Labeling and segmentation records
:::

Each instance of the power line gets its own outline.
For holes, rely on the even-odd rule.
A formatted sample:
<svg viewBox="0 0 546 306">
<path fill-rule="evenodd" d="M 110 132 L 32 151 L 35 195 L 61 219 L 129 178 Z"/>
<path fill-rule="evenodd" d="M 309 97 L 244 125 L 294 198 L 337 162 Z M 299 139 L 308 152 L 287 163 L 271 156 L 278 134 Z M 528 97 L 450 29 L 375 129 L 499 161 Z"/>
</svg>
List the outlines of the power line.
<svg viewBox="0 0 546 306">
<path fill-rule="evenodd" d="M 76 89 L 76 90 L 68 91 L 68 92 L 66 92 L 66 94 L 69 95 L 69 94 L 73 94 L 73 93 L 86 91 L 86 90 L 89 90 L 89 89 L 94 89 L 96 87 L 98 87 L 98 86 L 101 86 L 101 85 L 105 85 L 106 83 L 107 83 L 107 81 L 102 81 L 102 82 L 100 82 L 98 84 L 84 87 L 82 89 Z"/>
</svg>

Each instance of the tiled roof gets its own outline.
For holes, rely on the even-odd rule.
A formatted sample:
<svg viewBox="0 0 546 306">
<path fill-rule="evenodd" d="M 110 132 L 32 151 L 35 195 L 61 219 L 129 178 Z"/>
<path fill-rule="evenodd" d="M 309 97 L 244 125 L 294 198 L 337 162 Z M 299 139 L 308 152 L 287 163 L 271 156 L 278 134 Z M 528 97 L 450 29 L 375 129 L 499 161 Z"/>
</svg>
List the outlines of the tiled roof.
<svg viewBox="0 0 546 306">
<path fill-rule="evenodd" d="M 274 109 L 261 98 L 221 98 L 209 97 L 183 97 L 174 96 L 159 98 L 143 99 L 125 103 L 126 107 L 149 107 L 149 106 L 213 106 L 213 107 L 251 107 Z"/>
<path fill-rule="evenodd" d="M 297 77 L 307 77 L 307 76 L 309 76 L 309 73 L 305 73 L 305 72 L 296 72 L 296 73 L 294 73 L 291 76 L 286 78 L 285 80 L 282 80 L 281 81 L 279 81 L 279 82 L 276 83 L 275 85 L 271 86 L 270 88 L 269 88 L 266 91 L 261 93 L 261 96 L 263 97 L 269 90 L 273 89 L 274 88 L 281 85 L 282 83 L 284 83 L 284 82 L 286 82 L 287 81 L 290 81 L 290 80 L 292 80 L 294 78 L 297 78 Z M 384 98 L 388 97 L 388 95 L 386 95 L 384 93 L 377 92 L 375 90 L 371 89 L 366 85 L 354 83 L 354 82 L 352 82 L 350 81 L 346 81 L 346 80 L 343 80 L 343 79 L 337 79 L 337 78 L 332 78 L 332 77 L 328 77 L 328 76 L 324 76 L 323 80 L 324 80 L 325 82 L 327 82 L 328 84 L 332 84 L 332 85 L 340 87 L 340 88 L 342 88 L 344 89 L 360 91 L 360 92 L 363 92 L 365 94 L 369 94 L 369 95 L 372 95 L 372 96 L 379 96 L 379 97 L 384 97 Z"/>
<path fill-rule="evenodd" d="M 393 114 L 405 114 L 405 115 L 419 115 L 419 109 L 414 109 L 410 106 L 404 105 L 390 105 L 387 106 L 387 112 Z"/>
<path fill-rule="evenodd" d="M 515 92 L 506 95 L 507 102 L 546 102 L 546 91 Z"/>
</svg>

:::

* _TASK OBJECTIVE_
Pick out every line of the records above that contains the string "roof" and copy each of those lines in full. Match case exactly.

* _ANSWER TO THE EXERCISE_
Each instance of the tiled roof gets its own outline.
List the outlines of the tiled roof.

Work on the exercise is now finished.